Motive is always tough to prove by direct evidence, because we don’t have the ability to read people’s minds in real time, let alone retroactively. When it comes to matters of the mind like motive or intent, the only direct evidence available is a person’s oral or written statements disclosing them. Most people, especially cautious people acting on a motive they know is improper make efforts to conceal, not advertise it. This is why juries are routinely instructed that direct evidence is ordinarily not available to prove a person’s intent or knowledge, but that intent or knowledge may be inferred from a person’s actions and other circumstantial evidence. So, what did Horowitz make of the circumstantial evidence here? He does not say. The standard he applied apparently does not take circumstantial evidence into account, only documentary or testimonial evidence. And in any event, Horowitz did not address the possibility that political or other improper motive might have influenced the FBI’s continuation of its investigations deep into 2017. He only addressed improper motive in relation to the decision to begin the investigation.
Is a conscious choice to alter a document that another person has written, to reverse its meaning before it is submitted to the FISA Court, a mere error?
Motive aside, Horowitz points to 17 separate ways in which the FBI provided false and materially misleading information to the Foreign Intelligence Surveillance Act (FISA) Court in its applications to surveil Carter Page. Horowitz’s report refers euphemistically to these 17 deceptions as “significant inaccuracies and omissions” and as “significant errors” in the FISA applications. To illustrate how watered-down this description is for the conduct, I will focus on just one of these 17 “errors.”
In 2016, Carter Page was a foreign policy adviser to the Trump campaign. Page was an oil industry consultant who had previously worked as a CIA asset, providing information about his contacts with certain Russian intelligence officers. The CIA deemed that the information they received from Page when he was a CIA asset was credible. Christopher Steele was a former British spy, working with Fusion GPS to gather dirt on Donald Trump on behalf of Hillary Clinton’s presidential campaign. Steele had significant contacts with the FBI as a result of his former role in British intelligence. As a source of information for the FBI, his record was a little dodgy. On September 19, 2016, the FBI received a document containing information that Steele assembled for the Clinton campaign, now widely known as the Steele Dossier. Included in that information was an uncorroborated third-party claim that Carter Page was an intermediary between Russia and Paul Manafort in what what was called a “well-developed conspiracy” of cooperation. Paul Manafort was at one point Trump’s campaign manager. Before the FBI received the Steele Dossier, they lacked grounds to pursue a FISA Court order to surveil Page. As Horowitz puts it, the Steele Dossier “played a central and essential role” in the FBI’s decision to seek a FISA order. In turn, the information in the Steele Dossier became a central and essential source for the information provided to the FISA Court in support of the surveillance orders against Page.
In describing the 17 “errors” in the initial and renewal FISA applications against Page, Horowitz details the many ways in which roughly all of the information in the Steele Dossier ultimately proved bogus. He also points out that the FBI had information demonstrating the bogus nature of certain Steele Dossier information when it made its initial FISA Court surveillance application. The FBI included the information anyway, leaving out countervailing information. Over time, the FBI received more and more information undercutting the Steele Dossier information in the initial surveillance application. And yet, the FBI left the bogus information in its surveillance applications, failed to correct it, and presented it to the FISA court as reliable. I will focus here on an “error,” addressed in the Executive Summary as part of item #9 of 17 “errors.”

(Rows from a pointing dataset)
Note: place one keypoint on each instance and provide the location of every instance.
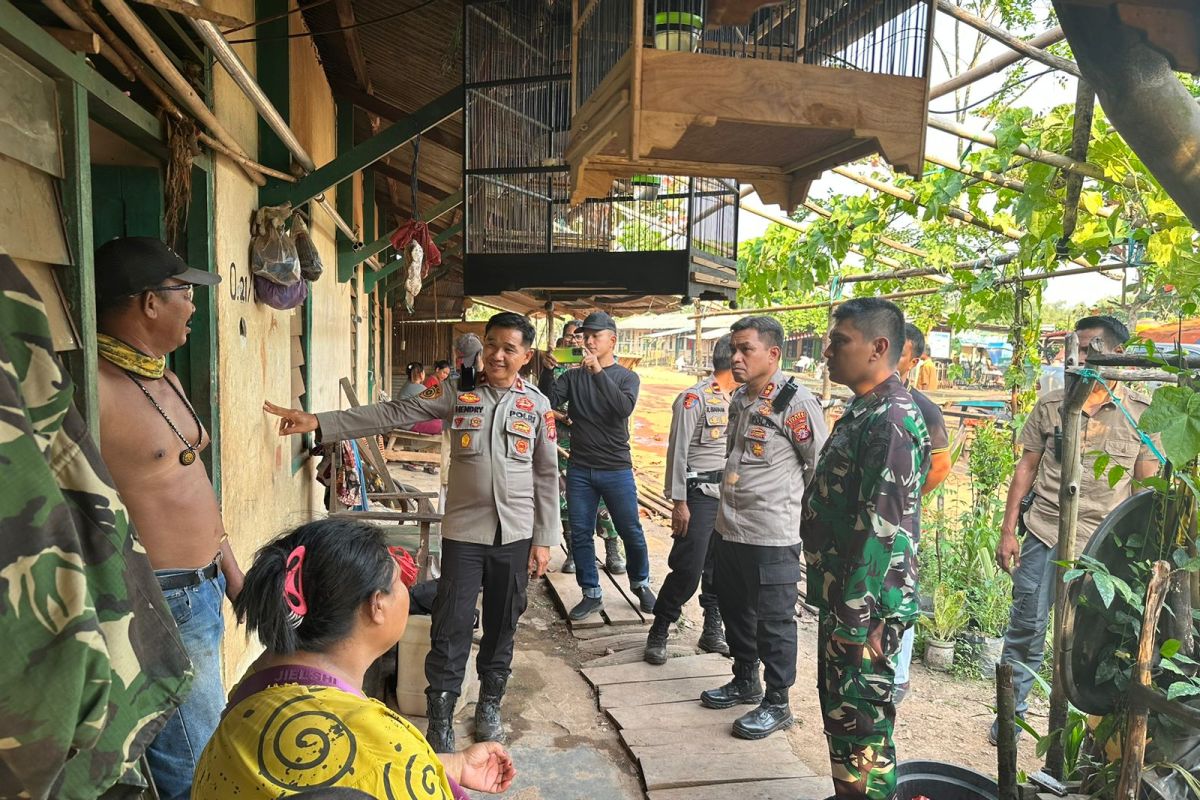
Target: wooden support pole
(1006, 740)
(1133, 749)
(971, 76)
(1033, 154)
(1077, 391)
(1006, 38)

→ **THE TASKS**:
1 > Retype the Horowitz passage from "Is a conscious" up to and including "a mere error?".
2 > In the Horowitz passage, on what date did the FBI receive the document containing the information Steele assembled for the Clinton campaign?
Use only the text, not the material.

→ **SOLUTIONS TO EACH TASK**:
1 >
Is a conscious choice to alter a document that another person has written, to reverse its meaning before it is submitted to the FISA Court, a mere error?

2 > September 19, 2016